WHAT IS BEING ASKED:
Please restate the listing word for word, omitting the images.

DATASET EXCERPTS:
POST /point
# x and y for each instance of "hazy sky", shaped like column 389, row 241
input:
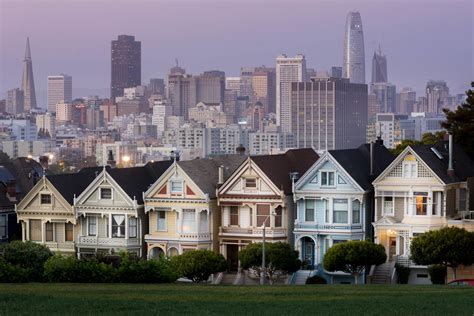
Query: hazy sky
column 423, row 39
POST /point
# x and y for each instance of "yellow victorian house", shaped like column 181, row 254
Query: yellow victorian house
column 182, row 206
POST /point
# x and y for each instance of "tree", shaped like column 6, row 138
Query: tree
column 198, row 265
column 449, row 246
column 280, row 259
column 353, row 256
column 460, row 123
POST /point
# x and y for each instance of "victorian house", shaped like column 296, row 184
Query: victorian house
column 257, row 195
column 424, row 188
column 182, row 206
column 334, row 203
column 110, row 211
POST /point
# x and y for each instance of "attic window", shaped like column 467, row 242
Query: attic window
column 106, row 193
column 45, row 198
column 251, row 183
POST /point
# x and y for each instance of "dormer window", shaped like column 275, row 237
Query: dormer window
column 250, row 183
column 327, row 178
column 105, row 193
column 176, row 187
column 45, row 198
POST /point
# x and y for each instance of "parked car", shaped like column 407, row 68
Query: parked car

SOLVED EXERCISE:
POST /point
# x and y for each instance of "hazy sky", shaped like column 389, row 241
input:
Query: hazy sky
column 423, row 39
POST /point
# x and y for each instance of "yellow victorian house", shaped like column 181, row 254
Query: yellow victorian house
column 182, row 206
POST /point
# x and y for each instance of "tree", shaped like column 6, row 138
Query: tree
column 198, row 265
column 449, row 246
column 280, row 259
column 353, row 256
column 460, row 123
POST /point
# x and y for each instance of "victorian house", shaped like column 296, row 184
Query: victorian house
column 257, row 195
column 424, row 188
column 182, row 206
column 334, row 203
column 110, row 211
POST /point
# x and y for each instance of "attic window", shaped like column 467, row 242
Query: attic window
column 106, row 193
column 45, row 198
column 251, row 183
POST /point
# x and y for each instance of "dormer window", shaped like column 275, row 237
Query: dormer window
column 250, row 183
column 327, row 178
column 105, row 193
column 176, row 187
column 45, row 198
POST /point
# x and y for each instance of "parked car", shaped like column 407, row 68
Query: parked car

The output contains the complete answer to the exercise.